:: DIRECTIONS ::
(1) In the EMS stories, what nickname was the narrator called for months afterward?
(2) Print the part of the EMS stories that opens with the words containing "This one is" and closes with "she was heading.".
━━━━━ TEXT PROVIDED
When we reached the hospital, I got out and said "what's that smell?" We had indeed clipped the deer, but it smashed against the side of our ambulance. Blood and fecal matter from the front to the rear.

*Pumpkin Head*

Some coworkers and local firefighters decided to go out drinking one night after a shift. I really tied one on, my partner and I slept at the station. Well, she slept and I passed out on the floor.

At some point during the night, the crew on duty took pictures of me with a Halloween pumpkin treat basket on my head. They then proceeded to put toothpaste on my hands.

When I woke up I shouted "who put toothpaste in my underwear?!" Everyone cracked up and said "where??!"

I was "Pumpkin Head" for months later.

*Out of Breath*

I had a long commute to work and was known for checking my ambulance and then going immediately to my room for a nap. One day I arrived to find my bunk room full of balloons, floor to ceiling.

I started out by carefully untying each to let the air escape. The mastermind of the prank said "he's doing it like a Navy SEAL taking out a sentry. 'Shhhhh&#8230;'" I laughed and resorted to using my blade for the rest.

"Dude, we were up for hours doing that! I almost passed out!"

*Where's the dog?*

This one is actually three funny stories in one.

We were dispatched for a serious dog bite to a woman's leg with severe bleeding. On the way to the call, my partner stated "I ain't got no clue where we're going." She had just started driving randomly, I had never worked with her before and assumed she knew where she was heading.

I got us on track and called for a helicopter due to the reports by fire and first responders on scene. My partner initiated hyper drive and managed to get all six wheels of our ambulance off of the ground whilst cresting a hill. I yelled "slow down! We are the only available ALS unit!" She was fired soon after for something else.

We arrived in scene and I began to assess and treat the patient. Indeed, lots of blood loss. While I was starting an IV, I asked her where the dog was. "Oh, he's right there, sweetie." I looked over my shoulder to see a pitbull watching me intently, blood still on his snout.

I knew that I needed to get the patient in the OR fast, I asked where the helicopter was. I was in Virginia, near the Maryland border (high tide mark on the Chesapeake Bay), and a Maryland State Police helicopter had been scrambled quite some time before. Their flight should have been short, they weren't in sight.

Finally, Trooper 7 touched down. A very pissed off State Trooper / Flight Medic stormed out of the helicopter demanding to speak with the scene commander.

Apparently, the helicopter was given coordinates for a town over 30 nautical miles away and were low on fuel. After a sufficient ass chewing as a police officer, the medic swiftly prepped my patient for transport to a trauma center.

This one made the local paper. The patient came close to losing her leg (or worse), my call to get a helicopter in the air based on relayed information earned me a commendation.
━━━━━━━━━━
━━━━━ GIVEN INFORMATION
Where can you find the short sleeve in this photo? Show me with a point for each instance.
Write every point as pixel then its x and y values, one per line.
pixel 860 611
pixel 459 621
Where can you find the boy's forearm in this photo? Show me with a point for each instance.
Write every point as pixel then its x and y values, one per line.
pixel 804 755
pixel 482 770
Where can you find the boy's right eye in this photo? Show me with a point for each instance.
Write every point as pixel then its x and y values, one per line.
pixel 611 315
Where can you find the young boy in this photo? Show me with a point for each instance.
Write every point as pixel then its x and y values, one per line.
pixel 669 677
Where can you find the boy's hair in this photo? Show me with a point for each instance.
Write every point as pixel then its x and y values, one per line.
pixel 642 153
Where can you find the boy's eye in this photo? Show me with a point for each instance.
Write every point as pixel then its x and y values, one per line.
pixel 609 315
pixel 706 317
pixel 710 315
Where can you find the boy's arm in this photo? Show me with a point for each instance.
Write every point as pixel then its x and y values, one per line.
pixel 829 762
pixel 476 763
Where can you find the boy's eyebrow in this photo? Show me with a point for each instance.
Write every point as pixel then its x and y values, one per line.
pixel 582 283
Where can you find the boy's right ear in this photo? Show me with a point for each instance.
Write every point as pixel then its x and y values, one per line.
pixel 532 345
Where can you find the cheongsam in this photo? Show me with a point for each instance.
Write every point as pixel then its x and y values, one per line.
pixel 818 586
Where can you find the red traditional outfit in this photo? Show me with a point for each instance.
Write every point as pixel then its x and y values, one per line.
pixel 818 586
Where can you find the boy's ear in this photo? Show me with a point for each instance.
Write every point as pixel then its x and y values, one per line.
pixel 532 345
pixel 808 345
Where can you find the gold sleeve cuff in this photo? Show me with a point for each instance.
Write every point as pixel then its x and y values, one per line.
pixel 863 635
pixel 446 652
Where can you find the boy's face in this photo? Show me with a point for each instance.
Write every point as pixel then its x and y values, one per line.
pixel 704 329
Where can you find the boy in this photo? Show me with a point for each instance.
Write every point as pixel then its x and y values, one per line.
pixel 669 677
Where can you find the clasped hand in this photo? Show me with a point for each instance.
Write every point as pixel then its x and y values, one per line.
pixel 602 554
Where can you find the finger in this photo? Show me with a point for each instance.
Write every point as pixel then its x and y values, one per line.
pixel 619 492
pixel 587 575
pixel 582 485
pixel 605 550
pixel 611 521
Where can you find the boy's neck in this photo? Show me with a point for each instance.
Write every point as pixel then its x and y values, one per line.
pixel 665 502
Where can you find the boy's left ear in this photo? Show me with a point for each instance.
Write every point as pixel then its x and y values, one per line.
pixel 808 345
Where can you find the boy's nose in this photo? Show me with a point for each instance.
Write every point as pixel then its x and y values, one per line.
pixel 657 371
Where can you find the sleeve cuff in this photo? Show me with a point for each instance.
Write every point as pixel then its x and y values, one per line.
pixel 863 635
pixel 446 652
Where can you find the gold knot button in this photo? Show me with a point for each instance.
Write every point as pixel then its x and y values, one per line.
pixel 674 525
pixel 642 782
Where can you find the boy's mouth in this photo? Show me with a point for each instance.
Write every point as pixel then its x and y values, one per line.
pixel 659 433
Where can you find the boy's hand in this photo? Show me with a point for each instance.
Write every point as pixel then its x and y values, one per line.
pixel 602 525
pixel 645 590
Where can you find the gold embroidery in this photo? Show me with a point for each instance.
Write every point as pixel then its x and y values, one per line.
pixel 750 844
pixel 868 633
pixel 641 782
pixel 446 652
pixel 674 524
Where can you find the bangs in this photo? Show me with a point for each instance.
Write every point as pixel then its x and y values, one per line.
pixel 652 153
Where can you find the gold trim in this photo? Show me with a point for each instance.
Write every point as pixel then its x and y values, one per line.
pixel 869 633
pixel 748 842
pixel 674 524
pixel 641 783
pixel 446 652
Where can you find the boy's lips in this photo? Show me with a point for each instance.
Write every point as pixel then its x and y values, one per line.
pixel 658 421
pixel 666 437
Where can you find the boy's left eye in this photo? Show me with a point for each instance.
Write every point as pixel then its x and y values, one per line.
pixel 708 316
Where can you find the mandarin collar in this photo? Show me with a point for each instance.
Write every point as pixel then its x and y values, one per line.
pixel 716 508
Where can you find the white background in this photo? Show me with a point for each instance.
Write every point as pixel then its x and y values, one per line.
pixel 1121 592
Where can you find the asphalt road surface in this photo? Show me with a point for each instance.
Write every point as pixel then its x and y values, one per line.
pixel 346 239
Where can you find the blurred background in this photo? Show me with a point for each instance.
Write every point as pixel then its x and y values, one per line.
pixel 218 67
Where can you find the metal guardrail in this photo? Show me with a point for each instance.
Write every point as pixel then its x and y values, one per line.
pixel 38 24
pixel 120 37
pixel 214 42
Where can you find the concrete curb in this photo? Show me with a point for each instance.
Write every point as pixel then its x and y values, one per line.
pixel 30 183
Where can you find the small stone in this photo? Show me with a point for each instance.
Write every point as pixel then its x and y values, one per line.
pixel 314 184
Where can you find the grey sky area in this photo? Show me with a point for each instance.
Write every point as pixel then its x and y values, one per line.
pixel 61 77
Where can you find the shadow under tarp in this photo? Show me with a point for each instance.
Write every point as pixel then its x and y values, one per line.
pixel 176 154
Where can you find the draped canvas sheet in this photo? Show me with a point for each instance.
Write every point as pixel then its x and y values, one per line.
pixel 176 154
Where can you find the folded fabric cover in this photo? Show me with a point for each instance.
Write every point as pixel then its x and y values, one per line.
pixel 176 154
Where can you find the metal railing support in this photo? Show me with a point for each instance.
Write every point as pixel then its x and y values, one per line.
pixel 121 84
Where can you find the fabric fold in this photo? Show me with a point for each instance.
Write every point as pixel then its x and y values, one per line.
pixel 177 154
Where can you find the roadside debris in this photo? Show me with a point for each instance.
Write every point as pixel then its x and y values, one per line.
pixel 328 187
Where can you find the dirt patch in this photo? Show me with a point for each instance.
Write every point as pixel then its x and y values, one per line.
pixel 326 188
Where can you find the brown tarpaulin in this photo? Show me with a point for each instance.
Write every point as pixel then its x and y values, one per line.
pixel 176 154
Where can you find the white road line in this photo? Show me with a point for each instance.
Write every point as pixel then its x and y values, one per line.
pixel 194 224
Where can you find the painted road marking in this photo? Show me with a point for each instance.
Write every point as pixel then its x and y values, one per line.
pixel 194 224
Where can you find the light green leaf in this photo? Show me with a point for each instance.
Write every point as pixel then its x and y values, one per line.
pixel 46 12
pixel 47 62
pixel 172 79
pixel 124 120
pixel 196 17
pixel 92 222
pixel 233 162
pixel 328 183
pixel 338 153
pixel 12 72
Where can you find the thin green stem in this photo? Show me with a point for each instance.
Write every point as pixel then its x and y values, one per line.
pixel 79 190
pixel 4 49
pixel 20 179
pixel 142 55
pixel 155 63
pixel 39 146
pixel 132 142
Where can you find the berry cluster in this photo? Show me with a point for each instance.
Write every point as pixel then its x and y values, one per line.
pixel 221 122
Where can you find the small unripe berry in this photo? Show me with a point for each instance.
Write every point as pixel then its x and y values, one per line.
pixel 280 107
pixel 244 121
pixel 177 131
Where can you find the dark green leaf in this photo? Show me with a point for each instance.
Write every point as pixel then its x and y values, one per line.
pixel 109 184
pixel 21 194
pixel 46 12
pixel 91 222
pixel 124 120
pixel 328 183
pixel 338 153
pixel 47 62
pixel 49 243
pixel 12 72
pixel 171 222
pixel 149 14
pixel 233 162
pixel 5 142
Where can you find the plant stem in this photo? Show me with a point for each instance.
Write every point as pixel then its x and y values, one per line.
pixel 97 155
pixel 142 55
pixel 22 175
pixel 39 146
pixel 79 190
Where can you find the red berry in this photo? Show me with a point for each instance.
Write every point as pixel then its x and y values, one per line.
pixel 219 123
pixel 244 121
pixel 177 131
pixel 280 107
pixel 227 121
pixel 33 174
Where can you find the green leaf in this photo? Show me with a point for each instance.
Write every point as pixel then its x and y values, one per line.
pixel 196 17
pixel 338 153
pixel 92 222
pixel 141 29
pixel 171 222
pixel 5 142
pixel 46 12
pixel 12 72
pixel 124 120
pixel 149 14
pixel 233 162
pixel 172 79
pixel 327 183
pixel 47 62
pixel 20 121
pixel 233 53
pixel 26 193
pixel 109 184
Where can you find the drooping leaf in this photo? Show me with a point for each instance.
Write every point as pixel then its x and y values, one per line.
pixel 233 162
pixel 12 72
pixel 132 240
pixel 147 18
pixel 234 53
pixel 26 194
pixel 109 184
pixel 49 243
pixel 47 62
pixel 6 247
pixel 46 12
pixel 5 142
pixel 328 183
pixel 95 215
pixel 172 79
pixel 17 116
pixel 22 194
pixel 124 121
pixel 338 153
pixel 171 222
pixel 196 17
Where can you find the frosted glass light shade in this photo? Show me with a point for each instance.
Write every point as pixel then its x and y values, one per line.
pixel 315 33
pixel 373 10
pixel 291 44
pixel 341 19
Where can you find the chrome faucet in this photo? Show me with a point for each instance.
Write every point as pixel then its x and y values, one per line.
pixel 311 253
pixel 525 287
━━━━━━━━━━
:: EXERCISE ANSWERS ::
(1) Pumpkin Head

(2)
This one is actually three funny stories in one.

We were dispatched for a serious dog bite to a woman's leg with severe bleeding. On the way to the call, my partner stated "I ain't got no clue where we're going." She had just started driving randomly, I had never worked with her before and assumed she knew where she was heading.